QUESTIONS À TRAITER
1) Pour chacune des affirmations suivantes, indiquez par oui ou non si elle concorde avec le texte sur les superamas de galaxies, en citant mot pour mot le passage qui tranche. (a) Le volume cosmique délimité par les chercheurs mesure 500 millions d'années-lumière de diamètre. (b) La définition proposée par les chercheurs s'inspire d'une notion de géologie. (c) Les galaxies se déplacent le long de filaments.
2) Reprenez le texte sur les superamas de galaxies à la suite de sa dernière phrase.

TEXTE EXTRAIT
Dans l'Univers, les galaxies sont localisées dans des groupes ou amas, et se déplacent en suivant des « courants », le long de filaments délimitant de grandes régions connues sous le nom de « vides ». Les régions étendues, avec une haute concentration de galaxies, comme celle dans laquelle nous vivons, sont appelées des « superamas ».
Pour la première fois, les chercheurs proposent une définition dynamique de notre superamas de galaxies, évoquant la notion de « bassin versant » en hydrologie. En effet, il leur a été possible de délimiter un volume cosmique dans lequel circulent des « courants de galaxies », comme des cours d’eau dans des ravines. D'un diamètre de 500 millions d'années-lumière, ce « continent extragalactique » contient une masse d'environ 100 millions de milliards de fois la masse du Soleil (cf figure 1 et 2).

DONNÉES À ANALYSER
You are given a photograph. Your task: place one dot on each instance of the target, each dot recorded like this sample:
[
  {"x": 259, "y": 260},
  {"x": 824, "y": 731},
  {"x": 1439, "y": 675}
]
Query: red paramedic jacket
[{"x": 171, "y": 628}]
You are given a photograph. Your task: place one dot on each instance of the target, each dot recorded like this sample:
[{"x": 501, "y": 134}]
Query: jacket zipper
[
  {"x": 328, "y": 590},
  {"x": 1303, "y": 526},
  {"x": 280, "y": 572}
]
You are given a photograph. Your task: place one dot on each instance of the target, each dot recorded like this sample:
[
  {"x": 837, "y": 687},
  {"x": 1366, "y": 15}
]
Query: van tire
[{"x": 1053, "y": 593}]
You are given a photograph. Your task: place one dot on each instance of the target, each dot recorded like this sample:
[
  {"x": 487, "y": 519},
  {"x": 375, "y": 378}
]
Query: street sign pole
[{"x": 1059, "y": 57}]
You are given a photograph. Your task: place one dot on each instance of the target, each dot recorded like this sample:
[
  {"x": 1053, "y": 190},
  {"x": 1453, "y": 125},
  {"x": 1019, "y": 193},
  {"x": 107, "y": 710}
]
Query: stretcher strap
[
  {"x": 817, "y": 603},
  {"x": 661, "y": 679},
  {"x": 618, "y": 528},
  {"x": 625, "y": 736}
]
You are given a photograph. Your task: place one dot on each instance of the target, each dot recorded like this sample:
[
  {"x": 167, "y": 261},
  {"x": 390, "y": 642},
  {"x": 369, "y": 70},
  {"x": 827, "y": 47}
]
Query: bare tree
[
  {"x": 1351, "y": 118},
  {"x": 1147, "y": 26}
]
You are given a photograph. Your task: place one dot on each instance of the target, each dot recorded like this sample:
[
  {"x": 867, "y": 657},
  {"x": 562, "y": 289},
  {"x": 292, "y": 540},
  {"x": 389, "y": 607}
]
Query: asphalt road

RÉPONSES PAR TÂCHE
1)
(a) Oui : « D'un diamètre de 500 millions d'années-lumière ».
(b) Non : « évoquant la notion de « bassin versant » en hydrologie ».
(c) Oui : « se déplacent en suivant des « courants », le long de filaments ».

2)
Les chercheurs lui ont donné le nom hawaïen Laniakea, accepté par l’Union Astronomique Internationale. Tels les explorateurs dessinant les premières cartes terrestres et maritimes, chacun peut désormais visualiser sur le web une définition dynamique du territoire de notre Superamas. Ce nom signifie « horizons célestes immenses », en hommage à Hawaï, pays de navigateurs aux étoiles qui abrite quelques-uns des plus grands télescopes du monde, utilisés pour cette découverte et celles qui suivront. Car nos cosmographes découvreurs commencent maintenant l’exploration des continents voisins.
Cette recherche met un point final aux questionnements sur le « Grand Attracteur », qui duraient depuis 30 ans : les chercheurs montrent que cette région qui semblait attirer toutes les galaxies voisines, sans paraître pourtant plus dense, apparaît en réalité aujourd’hui comme un large vallon où se déverse la matière, un peu comme le point le plus bas d’une large baignoire plate. L'étude montre par ailleurs que notre continent extragalactique contient environ 100 000 grosses galaxies comme la nôtre et 1 million de plus petites.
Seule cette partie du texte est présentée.